## SET OF TASKS
**a)** According to the news article on the Ontario take-home COVID-19 test pilot, on what factors may the testing approach be expanded through the school year? List each one.
**b)** Continue the news article on the Ontario take-home COVID-19 test pilot from the point where it stops.

## SUPPLIED PASSAGE
Corp Comm Connects

Province to pilot take-home tests for Ontario secondary students exposed to COVID-19

thestar.com
Aug. 24, 2021
Kristin Rushowy

The government is launching an eight-week pilot project in a number of boards across the province to distribute take-home COVID-19 test kits to high school students and staff exposed to COVID-19, according to a memo sent to directors of education Tuesday morning.

The memo, obtained by the Star, said the program will begin the week of Sept. 7 as most schools reopen, targetting 13 public health units -- encompassing about 40 boards, including those in Durham, Peel and York Regions -- and that “through this pilot, students and staff who are vaccinated and asymptomatic will receive a take-home self-collection kit when they have been identified as a high-risk contact as part of an identified cohort or outbreak.”

It will run until the end of October and could be expanded province-wide, wrote Deputy Education Minister Nancy Naylor.

“The pilot project is intended for vaccinated, asymptomatic high-risk contacts (both staff/students). However, students are not required to disclose their vaccination status in order to participate in the pilot. Participation in the pilot is voluntary for staff/students. Students, staff and families will continue to have the option to seek testing through their local assessment centre/specimen collection centre or the option to isolate,” Naylor said in the memo.

“This testing approach is in addition to locally driven testing initiatives and may be expanded throughout the school year based on uptake, effectiveness, and demand.”

A similar approach has been used in Toronto and Ottawa -- including Michael Garron Hospital in East York, where its school outreach team provided take-home test kits to families after exposure. Students were provided with PCR (polymerase chain reaction) tests with an easy mouth or nasal swab they could do themselves.

## PROVIDED DATA
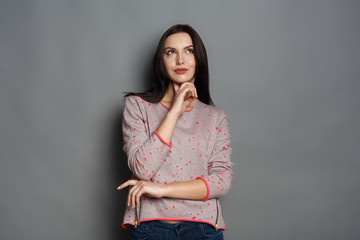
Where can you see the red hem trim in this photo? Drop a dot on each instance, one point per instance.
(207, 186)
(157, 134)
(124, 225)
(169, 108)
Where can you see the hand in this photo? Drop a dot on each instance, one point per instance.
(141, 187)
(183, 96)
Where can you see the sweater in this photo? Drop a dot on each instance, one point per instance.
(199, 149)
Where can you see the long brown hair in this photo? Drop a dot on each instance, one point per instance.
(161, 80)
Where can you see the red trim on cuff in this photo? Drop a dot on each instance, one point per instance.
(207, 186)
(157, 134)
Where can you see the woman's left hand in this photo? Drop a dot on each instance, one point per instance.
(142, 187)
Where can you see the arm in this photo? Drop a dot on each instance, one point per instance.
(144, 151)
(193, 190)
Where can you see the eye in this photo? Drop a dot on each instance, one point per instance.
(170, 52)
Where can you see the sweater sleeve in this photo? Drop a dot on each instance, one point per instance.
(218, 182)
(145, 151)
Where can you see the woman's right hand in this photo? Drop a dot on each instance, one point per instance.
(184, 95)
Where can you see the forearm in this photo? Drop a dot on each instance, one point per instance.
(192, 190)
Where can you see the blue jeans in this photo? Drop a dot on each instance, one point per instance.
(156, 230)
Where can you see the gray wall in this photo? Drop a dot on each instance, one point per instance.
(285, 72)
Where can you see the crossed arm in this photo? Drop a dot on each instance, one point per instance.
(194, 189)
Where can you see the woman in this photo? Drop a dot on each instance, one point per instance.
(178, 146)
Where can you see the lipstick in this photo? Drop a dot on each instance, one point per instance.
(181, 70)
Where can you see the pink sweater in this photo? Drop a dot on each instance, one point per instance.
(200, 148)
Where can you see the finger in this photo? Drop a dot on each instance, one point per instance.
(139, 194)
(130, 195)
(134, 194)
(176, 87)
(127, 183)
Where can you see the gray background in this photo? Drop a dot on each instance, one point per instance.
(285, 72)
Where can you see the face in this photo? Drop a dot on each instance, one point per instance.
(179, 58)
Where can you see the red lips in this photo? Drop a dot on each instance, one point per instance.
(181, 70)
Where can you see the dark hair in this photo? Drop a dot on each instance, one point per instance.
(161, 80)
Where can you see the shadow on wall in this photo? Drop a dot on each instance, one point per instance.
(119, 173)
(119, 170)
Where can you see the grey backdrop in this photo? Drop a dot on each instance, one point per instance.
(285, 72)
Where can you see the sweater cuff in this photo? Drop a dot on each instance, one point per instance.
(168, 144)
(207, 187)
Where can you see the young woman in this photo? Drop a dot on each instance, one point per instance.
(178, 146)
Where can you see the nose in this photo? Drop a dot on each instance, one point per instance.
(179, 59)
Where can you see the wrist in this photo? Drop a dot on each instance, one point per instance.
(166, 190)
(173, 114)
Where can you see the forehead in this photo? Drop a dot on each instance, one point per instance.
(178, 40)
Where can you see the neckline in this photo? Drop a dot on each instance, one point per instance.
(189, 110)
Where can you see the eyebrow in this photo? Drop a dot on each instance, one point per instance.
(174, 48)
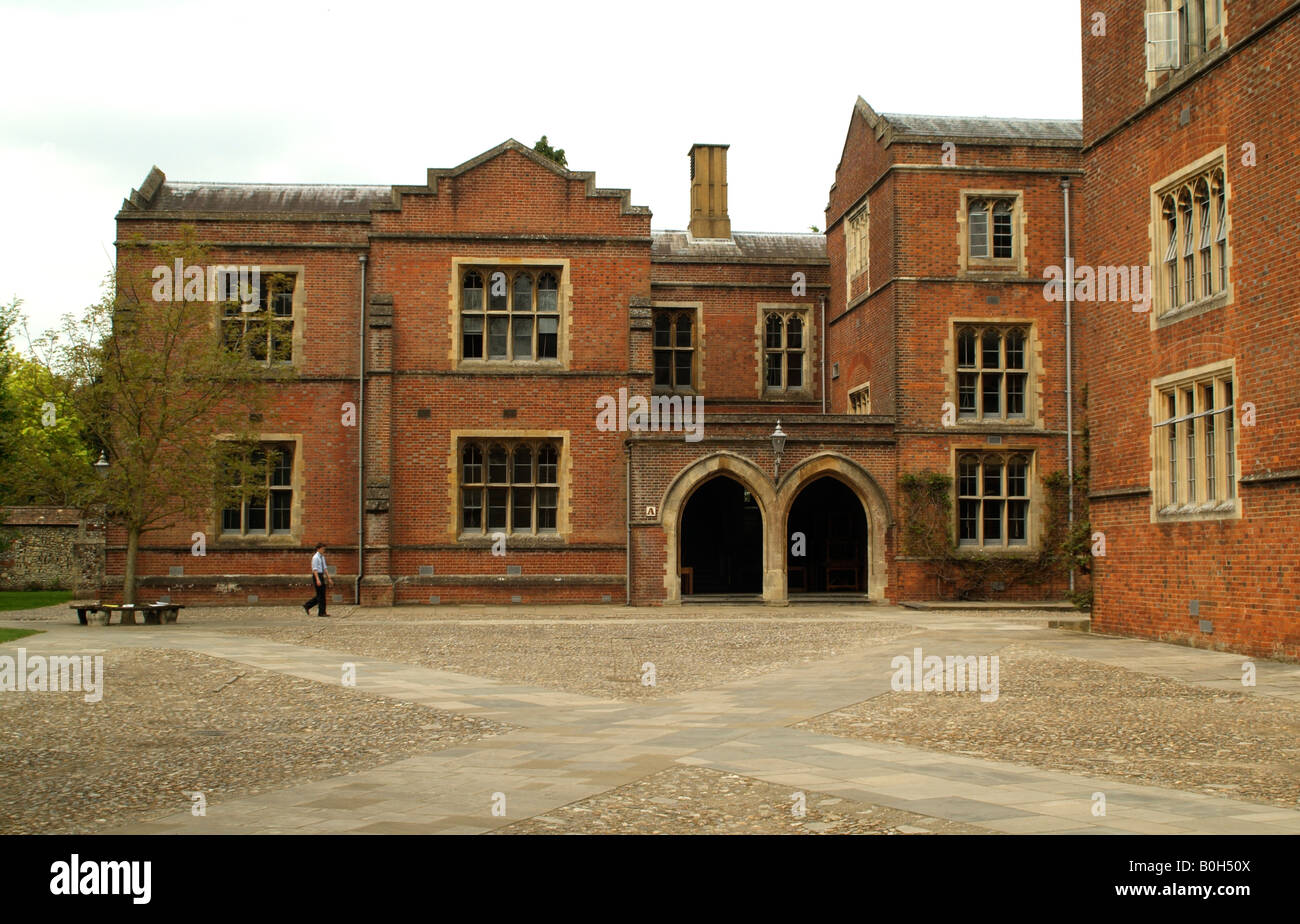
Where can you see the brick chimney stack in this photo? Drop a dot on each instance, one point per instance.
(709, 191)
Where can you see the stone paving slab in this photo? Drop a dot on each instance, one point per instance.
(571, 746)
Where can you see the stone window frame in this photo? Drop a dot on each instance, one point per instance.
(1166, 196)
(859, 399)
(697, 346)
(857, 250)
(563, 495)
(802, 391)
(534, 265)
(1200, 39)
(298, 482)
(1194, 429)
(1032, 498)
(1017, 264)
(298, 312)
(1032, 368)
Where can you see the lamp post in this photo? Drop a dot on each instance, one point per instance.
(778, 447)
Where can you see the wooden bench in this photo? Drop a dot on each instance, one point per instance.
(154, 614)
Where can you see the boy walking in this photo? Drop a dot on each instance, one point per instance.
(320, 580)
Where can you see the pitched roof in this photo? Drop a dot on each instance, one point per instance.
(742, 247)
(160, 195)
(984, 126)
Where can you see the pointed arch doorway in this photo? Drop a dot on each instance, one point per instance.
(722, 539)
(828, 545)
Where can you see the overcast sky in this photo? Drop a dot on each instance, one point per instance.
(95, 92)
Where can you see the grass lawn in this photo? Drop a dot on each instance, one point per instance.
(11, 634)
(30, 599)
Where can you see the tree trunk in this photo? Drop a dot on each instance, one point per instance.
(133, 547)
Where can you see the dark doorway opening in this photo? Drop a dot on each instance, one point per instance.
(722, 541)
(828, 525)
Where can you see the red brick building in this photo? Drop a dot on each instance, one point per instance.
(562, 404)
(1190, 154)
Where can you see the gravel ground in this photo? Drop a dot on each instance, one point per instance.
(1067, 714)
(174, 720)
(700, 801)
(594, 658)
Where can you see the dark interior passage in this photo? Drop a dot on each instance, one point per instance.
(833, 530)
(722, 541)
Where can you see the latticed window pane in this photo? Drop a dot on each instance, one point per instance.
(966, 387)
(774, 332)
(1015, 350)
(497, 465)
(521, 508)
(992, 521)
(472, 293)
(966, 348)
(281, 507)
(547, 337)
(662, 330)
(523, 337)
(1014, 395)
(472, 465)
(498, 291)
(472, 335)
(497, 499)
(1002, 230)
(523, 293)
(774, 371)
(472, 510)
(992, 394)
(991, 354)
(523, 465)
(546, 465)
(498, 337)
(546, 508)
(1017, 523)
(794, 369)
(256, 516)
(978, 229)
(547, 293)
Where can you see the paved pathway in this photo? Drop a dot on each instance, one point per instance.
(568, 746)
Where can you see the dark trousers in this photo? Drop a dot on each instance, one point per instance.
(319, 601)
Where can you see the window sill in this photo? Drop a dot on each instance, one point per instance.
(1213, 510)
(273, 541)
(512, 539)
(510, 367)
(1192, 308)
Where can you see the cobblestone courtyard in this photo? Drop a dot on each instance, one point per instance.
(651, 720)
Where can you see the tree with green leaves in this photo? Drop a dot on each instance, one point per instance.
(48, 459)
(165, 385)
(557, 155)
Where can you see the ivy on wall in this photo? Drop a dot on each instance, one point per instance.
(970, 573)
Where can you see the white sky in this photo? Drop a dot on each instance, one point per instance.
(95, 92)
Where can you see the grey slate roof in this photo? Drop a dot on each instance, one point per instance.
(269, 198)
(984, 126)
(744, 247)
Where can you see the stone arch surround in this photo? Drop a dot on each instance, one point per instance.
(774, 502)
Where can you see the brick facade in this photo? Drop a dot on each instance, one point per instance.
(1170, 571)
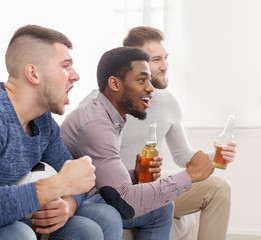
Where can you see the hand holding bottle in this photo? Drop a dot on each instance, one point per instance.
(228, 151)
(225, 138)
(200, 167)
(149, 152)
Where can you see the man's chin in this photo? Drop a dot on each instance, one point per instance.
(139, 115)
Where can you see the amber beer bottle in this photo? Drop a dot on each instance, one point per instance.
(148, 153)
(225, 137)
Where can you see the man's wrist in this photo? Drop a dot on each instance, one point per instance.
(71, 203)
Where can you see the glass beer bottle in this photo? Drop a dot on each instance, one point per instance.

## ANSWERS FOR THE TASKS
**a)** Uptake, effectiveness, and demand.

**b)**
For the provincial pilot, principals in schools are to hand out kits to teens in exposed classes or cohorts -- with access to how-to videos online.

“Schools will be the drop-off location for completed and packaged specimens and will be provided drop-off boxes,” the memo says. “An on-demand courier will pick up specimens from school locations. Completed and properly packaged specimens do not pose a safety risk.”

Health units were chosen based on “based on local public health context, including vaccination rates and recent historical data on positivity rates,” Naylor also wrote.

“A mix of schools was identified within 13 public health units to achieve a diverse mix of geographies and a balance of school settings (i.e., considering factors such as location, enrolment size, proximity to local testing centres). Consideration was also given to site distribution across identified school boards. These factors were considered to draw experiences and lessons learned to inform potential expansion and a broader provincial roll-out.”

She said Toronto and Ottawa boards are not a part of the pilot “to avoid duplicating services that are already being made broadly available in these regions.”

A government source told the Star that the pilot will make testing “more accessible, to more families in Ontario” and will “ensure turnaround time on results to reduce student absenteeism and keep kids in class” if exposed to COVID -- a concern among parents when children were learning in-person last year as delayed test results kept kids out of school longer than needed.

In general, when students or staff require COVID testing because of exposure, the province is looking for “a testing approach that is as minimally invasive as possible (e.g. nasal, mouth and saliva testing),” the Naylor memo says, urging boards to work with their public health units and ensure testing options like mobile clinics are available.

Health units taking part in the provincial pilot are: Chatham-Kent, Durham Region, Eastern Ontario, Grey Bruce, Haldimand-Norfolk, Middlesex-London, Niagara Region, Northwestern, Peel Region, Porcupine, Thunder Bay, Windsor-Essex and York Region.

In a report on back-to-school safety recommendations, pediatric experts at Sick Kids and CHEO (Children’s Hospital of Eastern Ontario), low-barrier testing was encouraged in low-COVID areas “as an early warning system for emerging SARS-CoV-2 variants and increased transmission.”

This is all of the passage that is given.